- SOURCE PASSAGE -
==================================================
Premium, purpose-led brands continue to hold up well despite economic pressures, and this has shown to be true for Honest. And as we look ahead, I remain confident in our path to make a larger, more vibrant and more financially sound Honest.

With that, I'll turn the call over to the operator, and we look forward to answering your questions.

Operator

[Operator Instructions] Our first question comes from Laura Champine with Loop.

L
Laura Champine
analyst

Congratulations on being able to raise the guide for the full year. I did want a little more information about why the diaper business declined in Q3. And what the outlook is for that particular segment into Q4?

C
Carla Vernon
executive

Laura, it's Carla. So good to hear your voice on the call. Thank you for joining us. Yes, the diaper business continues to have strong fundamentals. As you will remember from our messaging, our Diapers and Wipes consumer movement or consumption data is up 32% in the quarter.

What you are seeing is largely the impact of a onetime impact of us lapping the launch into a new retailer at this time last year. As you may recall, last year at this time was our all-time highest revenue quarter until this year, which we have now vested our all-time revenue quarter. But we always expected this quarter to have a challenging year-over-year outlook related to the launch into Walmart with the Diapers and Wipes business. We don't see that as a concern going forward.

L
Laura Champine
analyst

Okay. And then you've done a good job sort of pulling inventory down this year. Would you expect that performance to continue in Q4?

D
David Loretta
executive

Laura, this is Dave Loretta. The progress we've made on the inventory levels are certainly significant. And while where we're at this point of the year, I don't think we're going to see the end of the fourth quarter be any further significant decline. We've largely claimed most of that improvement so far this year. So I wouldn't put any further reductions by end of year.

Operator

Our next question comes from Andrea Teixeira with JPMorgan.

A
Andrea Teixeira
analyst

Carla, like -- and obviously, welcome, David. Good to hear from you already. Carla, I believe you mentioned a strong 20% consumption, and just now to the prior question, even stronger in diapers.

So I was wondering if you can perhaps not parse out what we should expect into the fourth quarter? I understand that there was pipeline fill in some of these retailers. So by the time you lap those, what is your -- or what is the setup for probably 2024? Do you think that's going to clear the pipeline or create comps as you go into next year?

And then related to that, and you're doing a tremendous job keeping the lifestyle and the ecosystem of your brands intact. While you also do the hard job of keeping your heroes and cleaning up some of the SKUs that were not as successful. How should we think about that timeline? And how we should expect that process to be complete?

C
Carla Vernon
executive

Andrea, so wonderful to talk to you today. And yes, we're glad you have an opportunity to meet Dave. Looking forward to being with you together in the future. Thank you.

I think your questions, I'm going to try to take them in two parts. I want to make sure I'm really answering the question as you intended. So I think the first question you're asking is, given that we have said our consumption remains strong and has been particularly strong in the quarter.
==================================================
(Lines excerpted from a collection)

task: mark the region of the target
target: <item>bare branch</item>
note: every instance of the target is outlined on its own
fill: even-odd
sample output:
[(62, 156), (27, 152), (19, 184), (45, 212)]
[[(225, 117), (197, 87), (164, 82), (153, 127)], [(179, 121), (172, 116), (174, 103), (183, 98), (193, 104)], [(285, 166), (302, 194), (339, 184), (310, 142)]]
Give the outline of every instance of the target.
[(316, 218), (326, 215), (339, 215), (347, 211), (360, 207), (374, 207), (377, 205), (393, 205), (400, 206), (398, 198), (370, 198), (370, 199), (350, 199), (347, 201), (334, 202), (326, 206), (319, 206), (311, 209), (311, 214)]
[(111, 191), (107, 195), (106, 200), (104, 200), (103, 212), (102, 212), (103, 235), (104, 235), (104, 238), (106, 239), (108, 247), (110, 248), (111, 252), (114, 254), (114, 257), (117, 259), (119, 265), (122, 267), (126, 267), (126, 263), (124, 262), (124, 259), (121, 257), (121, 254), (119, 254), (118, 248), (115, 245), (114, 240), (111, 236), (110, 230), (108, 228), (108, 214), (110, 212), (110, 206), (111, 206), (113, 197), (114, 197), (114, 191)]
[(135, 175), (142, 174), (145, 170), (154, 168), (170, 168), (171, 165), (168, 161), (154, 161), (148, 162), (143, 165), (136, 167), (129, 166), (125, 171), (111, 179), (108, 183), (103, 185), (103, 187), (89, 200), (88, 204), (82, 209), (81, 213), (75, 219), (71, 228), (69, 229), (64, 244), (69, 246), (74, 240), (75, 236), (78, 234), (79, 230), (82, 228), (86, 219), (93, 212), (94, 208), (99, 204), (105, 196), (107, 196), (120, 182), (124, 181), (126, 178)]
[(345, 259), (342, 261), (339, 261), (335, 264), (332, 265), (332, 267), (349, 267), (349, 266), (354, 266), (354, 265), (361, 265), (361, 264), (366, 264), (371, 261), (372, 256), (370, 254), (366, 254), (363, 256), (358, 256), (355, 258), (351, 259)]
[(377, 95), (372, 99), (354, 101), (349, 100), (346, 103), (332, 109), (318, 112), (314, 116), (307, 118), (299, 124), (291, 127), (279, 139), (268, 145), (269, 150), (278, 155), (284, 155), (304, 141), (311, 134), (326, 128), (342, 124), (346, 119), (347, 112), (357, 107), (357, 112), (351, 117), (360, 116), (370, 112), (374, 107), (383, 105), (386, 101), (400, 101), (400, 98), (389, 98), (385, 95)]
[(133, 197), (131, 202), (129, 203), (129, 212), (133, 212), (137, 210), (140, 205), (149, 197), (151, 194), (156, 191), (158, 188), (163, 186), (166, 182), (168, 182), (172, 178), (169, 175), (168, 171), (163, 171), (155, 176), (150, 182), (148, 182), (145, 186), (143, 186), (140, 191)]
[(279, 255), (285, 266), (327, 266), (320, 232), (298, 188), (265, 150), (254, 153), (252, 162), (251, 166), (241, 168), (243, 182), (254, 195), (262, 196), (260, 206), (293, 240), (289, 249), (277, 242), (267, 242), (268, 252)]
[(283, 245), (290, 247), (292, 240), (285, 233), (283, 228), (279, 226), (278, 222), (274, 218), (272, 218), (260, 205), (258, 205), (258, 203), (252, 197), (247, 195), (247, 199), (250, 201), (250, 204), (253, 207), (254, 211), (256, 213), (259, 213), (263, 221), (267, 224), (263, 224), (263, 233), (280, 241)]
==================================================
- BRIEF -
Please list every person named as a speaker in the earnings call transcript, along with the role shown under each name.

- RESULT -
Laura Champine, analyst
Carla Vernon, executive
David Loretta, executive
Andrea Teixeira, analyst